§ **Zadanie**: Które z poniższych wierszy zawierają słowo „Target”? Zbierz je wszystkie, uwzględniając wielkość liter.

§ **Podane wiersze**:
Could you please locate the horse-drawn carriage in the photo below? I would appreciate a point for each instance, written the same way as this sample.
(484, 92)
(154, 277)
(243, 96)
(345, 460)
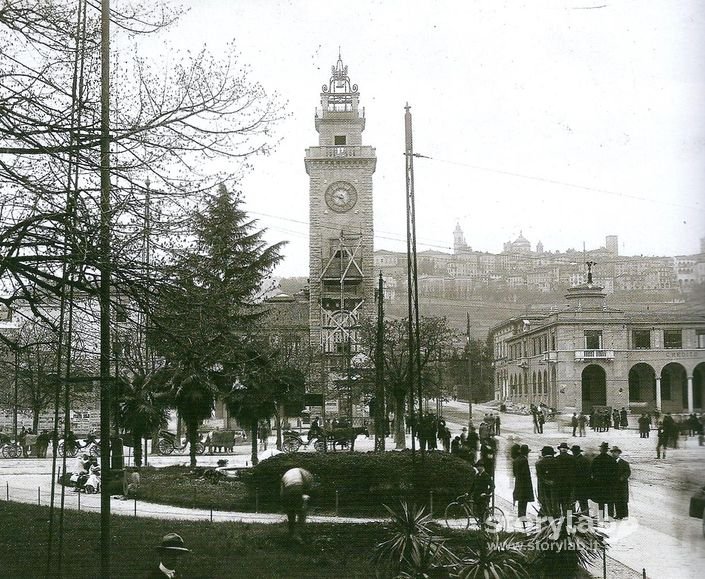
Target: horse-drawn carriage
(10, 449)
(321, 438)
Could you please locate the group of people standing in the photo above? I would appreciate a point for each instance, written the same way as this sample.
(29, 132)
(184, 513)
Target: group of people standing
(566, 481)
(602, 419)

* * *

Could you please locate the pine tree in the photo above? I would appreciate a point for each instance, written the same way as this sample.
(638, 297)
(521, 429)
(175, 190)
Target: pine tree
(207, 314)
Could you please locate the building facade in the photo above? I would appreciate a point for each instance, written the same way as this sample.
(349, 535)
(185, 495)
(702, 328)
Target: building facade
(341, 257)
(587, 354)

§ **Rozwiązanie**:
Target: horse-drawn carriage
Target: group of people standing
Target: pine tree
Target: building facade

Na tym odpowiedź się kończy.